---- Source records

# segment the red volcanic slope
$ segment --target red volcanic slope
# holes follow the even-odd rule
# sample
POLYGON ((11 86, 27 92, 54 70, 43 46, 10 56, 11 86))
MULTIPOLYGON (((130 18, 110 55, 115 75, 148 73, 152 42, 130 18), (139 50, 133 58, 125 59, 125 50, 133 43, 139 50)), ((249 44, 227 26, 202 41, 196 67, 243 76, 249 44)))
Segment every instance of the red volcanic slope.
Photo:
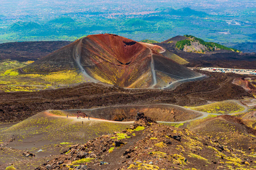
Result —
POLYGON ((144 44, 110 34, 81 38, 25 68, 40 72, 76 70, 93 81, 131 88, 163 87, 200 75, 144 44))

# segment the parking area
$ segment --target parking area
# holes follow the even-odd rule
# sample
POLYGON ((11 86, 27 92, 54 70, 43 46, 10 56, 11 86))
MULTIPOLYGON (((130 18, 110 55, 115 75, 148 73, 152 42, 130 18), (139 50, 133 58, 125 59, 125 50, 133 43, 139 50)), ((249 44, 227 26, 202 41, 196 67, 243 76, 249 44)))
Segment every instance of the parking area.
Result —
POLYGON ((207 67, 200 69, 210 72, 222 72, 223 73, 233 73, 241 74, 254 74, 256 75, 256 70, 251 69, 227 68, 216 68, 207 67))

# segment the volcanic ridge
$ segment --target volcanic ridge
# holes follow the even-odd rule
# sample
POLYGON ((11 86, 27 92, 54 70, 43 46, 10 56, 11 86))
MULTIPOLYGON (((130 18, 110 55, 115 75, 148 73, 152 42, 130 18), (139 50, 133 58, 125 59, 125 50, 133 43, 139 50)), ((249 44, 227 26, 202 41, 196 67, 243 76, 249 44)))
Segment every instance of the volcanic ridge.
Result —
POLYGON ((159 46, 116 35, 90 35, 22 70, 24 72, 47 73, 75 70, 91 82, 131 88, 166 87, 181 80, 203 77, 160 53, 165 51, 159 46))

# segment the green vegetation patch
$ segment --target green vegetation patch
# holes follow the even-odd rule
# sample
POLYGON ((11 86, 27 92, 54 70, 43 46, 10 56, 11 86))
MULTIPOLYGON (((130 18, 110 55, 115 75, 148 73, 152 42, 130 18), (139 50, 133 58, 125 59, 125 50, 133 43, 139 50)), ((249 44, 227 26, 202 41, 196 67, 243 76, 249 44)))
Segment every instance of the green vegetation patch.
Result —
POLYGON ((127 134, 126 134, 123 133, 119 133, 116 134, 117 136, 114 136, 112 137, 110 139, 116 139, 118 140, 119 140, 121 139, 125 139, 126 138, 129 138, 130 137, 130 136, 128 136, 127 134))
MULTIPOLYGON (((241 51, 236 49, 230 48, 223 45, 212 42, 206 42, 202 39, 197 38, 191 35, 184 35, 184 36, 189 38, 189 40, 185 40, 178 41, 176 44, 176 47, 181 50, 183 50, 184 46, 191 45, 191 42, 197 42, 206 47, 207 50, 209 51, 214 51, 216 50, 225 50, 240 52, 241 51)), ((204 52, 203 51, 203 52, 204 52)))
POLYGON ((184 47, 185 46, 189 46, 191 45, 190 40, 184 40, 178 41, 176 43, 176 47, 181 50, 183 50, 184 47))
POLYGON ((110 149, 108 150, 108 153, 112 153, 112 152, 113 152, 113 150, 114 150, 114 149, 115 149, 115 148, 114 147, 111 147, 110 148, 110 149))
POLYGON ((139 131, 139 130, 144 130, 145 129, 144 126, 139 126, 136 128, 136 129, 135 129, 133 130, 135 131, 139 131))

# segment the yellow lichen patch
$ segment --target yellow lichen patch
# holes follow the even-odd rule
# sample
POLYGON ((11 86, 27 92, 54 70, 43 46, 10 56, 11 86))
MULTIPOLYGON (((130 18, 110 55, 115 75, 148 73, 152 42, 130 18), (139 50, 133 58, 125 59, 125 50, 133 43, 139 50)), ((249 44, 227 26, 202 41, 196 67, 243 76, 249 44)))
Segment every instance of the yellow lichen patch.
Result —
POLYGON ((151 137, 150 138, 150 139, 151 140, 154 140, 155 139, 157 139, 157 137, 151 137))
POLYGON ((11 69, 0 71, 0 91, 5 92, 57 89, 86 81, 81 74, 71 70, 30 73, 20 73, 16 69, 11 69))
POLYGON ((202 157, 200 155, 197 155, 194 154, 193 154, 192 153, 190 153, 189 155, 191 156, 191 157, 194 158, 197 158, 199 159, 201 159, 205 161, 208 160, 207 159, 205 159, 203 157, 202 157))
POLYGON ((209 113, 228 114, 241 111, 244 107, 236 103, 229 101, 216 102, 206 105, 191 107, 191 109, 209 113))
POLYGON ((148 164, 144 163, 141 163, 139 162, 136 162, 136 165, 134 164, 131 164, 128 167, 128 169, 130 169, 132 168, 137 168, 138 169, 150 169, 150 170, 158 170, 158 169, 160 169, 159 167, 154 165, 148 164))

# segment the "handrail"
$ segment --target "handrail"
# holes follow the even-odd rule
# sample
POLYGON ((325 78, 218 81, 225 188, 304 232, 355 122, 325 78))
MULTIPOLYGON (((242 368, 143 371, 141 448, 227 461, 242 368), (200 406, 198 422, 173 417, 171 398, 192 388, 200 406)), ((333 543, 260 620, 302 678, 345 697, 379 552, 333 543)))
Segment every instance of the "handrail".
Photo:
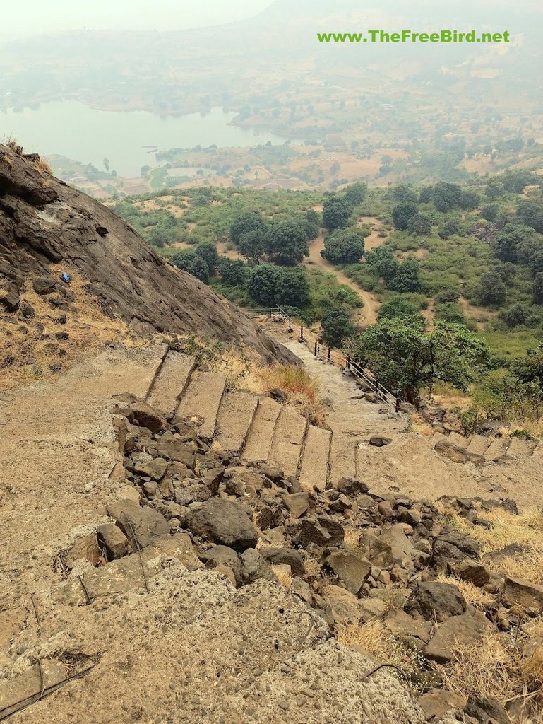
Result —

--------

_The exercise:_ Rewrite all the records with "Segment every instance of" replaced by "Outline each instance of" wherever it occurs, leaving everything else unchanged. Omit the pictures.

_Correct result:_
# segment the red volcanic slope
$ segment --target red volcanic slope
# holes follow the even-odd rule
# sample
POLYGON ((11 86, 27 92, 54 70, 43 46, 10 56, 11 86))
MULTIPOLYGON (((130 18, 110 55, 115 75, 148 73, 152 42, 130 18), (139 50, 133 58, 125 59, 125 50, 133 43, 139 50)), ((249 44, 227 26, 202 41, 196 67, 243 76, 249 44)))
Outline each instance of the red volcanic slope.
Photo:
Result —
POLYGON ((144 44, 110 34, 81 38, 25 68, 40 72, 76 70, 93 81, 131 88, 163 87, 200 75, 144 44))

# segment the parking area
$ segment --target parking area
# holes follow the even-odd rule
# sample
POLYGON ((11 86, 27 92, 54 70, 43 46, 10 56, 11 86))
MULTIPOLYGON (((130 18, 110 55, 115 75, 148 73, 152 42, 130 18), (139 50, 133 58, 125 59, 125 50, 133 43, 139 50)), ((249 44, 227 26, 202 41, 196 67, 243 76, 249 44)))
Outline each instance of the parking area.
Result —
POLYGON ((207 67, 200 69, 210 72, 222 72, 223 73, 233 73, 241 74, 254 74, 256 75, 256 70, 251 69, 227 68, 216 68, 207 67))

# segment the volcanic ridge
$ segment --target volcanic ridge
# holes follow the even-odd rule
# sample
POLYGON ((11 86, 27 92, 54 70, 43 46, 10 56, 11 86))
MULTIPOLYGON (((130 18, 110 55, 115 75, 148 73, 152 42, 130 18), (139 50, 133 58, 125 59, 125 50, 133 43, 139 50)), ((249 44, 227 26, 202 41, 196 67, 243 76, 249 44)))
Outline each instance of the volcanic ridge.
Result —
POLYGON ((159 46, 116 35, 90 35, 22 70, 24 72, 47 73, 75 70, 91 82, 131 88, 166 87, 181 80, 203 77, 160 53, 165 51, 159 46))

# segment the green vegetation patch
$ segment --target green vegetation patch
# holes follow the even-odd rule
# sample
POLYGON ((11 86, 27 92, 54 70, 43 46, 10 56, 11 86))
MULTIPOLYGON (((130 18, 110 55, 115 75, 148 73, 152 42, 130 18), (139 50, 133 58, 125 59, 125 50, 133 43, 139 50)), ((249 44, 227 26, 202 41, 196 67, 243 76, 249 44)))
Outline each instance of the green vegetation patch.
Result —
POLYGON ((127 134, 126 134, 123 133, 119 133, 116 134, 117 136, 114 136, 112 137, 110 139, 116 139, 118 140, 119 140, 121 139, 125 139, 126 138, 129 138, 130 137, 130 136, 128 136, 127 134))
MULTIPOLYGON (((241 51, 236 49, 230 48, 223 45, 212 42, 206 42, 202 39, 197 38, 191 35, 184 35, 184 36, 189 38, 189 40, 185 40, 178 41, 176 44, 176 47, 181 50, 183 50, 184 46, 191 45, 191 42, 197 42, 206 47, 207 50, 209 51, 214 51, 216 50, 225 50, 240 52, 241 51)), ((204 52, 203 51, 203 52, 204 52)))
POLYGON ((184 47, 185 46, 189 46, 191 45, 190 40, 184 40, 178 41, 176 43, 176 47, 181 50, 183 50, 184 47))
POLYGON ((110 149, 108 150, 108 153, 112 153, 112 152, 113 152, 113 150, 114 150, 114 149, 115 149, 115 148, 114 147, 111 147, 110 148, 110 149))
POLYGON ((139 131, 139 130, 144 130, 145 129, 144 126, 139 126, 136 128, 136 129, 135 129, 133 130, 135 131, 139 131))

# segment the yellow lichen patch
$ segment --target yellow lichen patch
# holes follow the even-odd rule
# sample
POLYGON ((11 86, 27 92, 54 70, 43 46, 10 56, 11 86))
MULTIPOLYGON (((130 18, 110 55, 115 75, 148 73, 152 42, 130 18), (139 50, 133 58, 125 59, 125 50, 133 43, 139 50)), ((249 44, 227 26, 202 41, 196 67, 243 76, 249 44)))
Outline each instance of the yellow lichen patch.
Result —
POLYGON ((151 137, 150 138, 150 139, 151 140, 154 140, 155 139, 157 139, 157 137, 151 137))
POLYGON ((11 69, 0 71, 0 91, 5 92, 57 89, 86 81, 81 74, 71 70, 30 73, 20 73, 16 69, 11 69))
POLYGON ((202 157, 200 155, 197 155, 194 154, 193 154, 192 153, 190 153, 189 155, 191 156, 191 157, 194 158, 197 158, 199 159, 201 159, 205 161, 208 160, 207 159, 205 159, 203 157, 202 157))
POLYGON ((209 113, 228 114, 241 111, 244 107, 236 103, 229 101, 216 102, 206 105, 191 107, 191 109, 209 113))
POLYGON ((148 164, 144 163, 141 163, 139 162, 136 162, 136 165, 134 164, 131 164, 128 167, 128 169, 130 169, 132 168, 137 168, 138 169, 150 169, 150 170, 158 170, 158 169, 160 169, 159 167, 154 165, 148 164))

# segment the "handrail"
$ segment --target "handrail"
# holes follow the even-odd rule
# sample
POLYGON ((325 78, 218 81, 225 188, 304 232, 355 122, 325 78))
MULTIPOLYGON (((242 368, 143 371, 141 448, 227 461, 242 368), (200 406, 198 422, 173 417, 171 398, 192 388, 200 406)), ((333 543, 260 620, 302 678, 345 697, 379 552, 333 543)))
Outline each instance of the "handrail".
Photo:
Result —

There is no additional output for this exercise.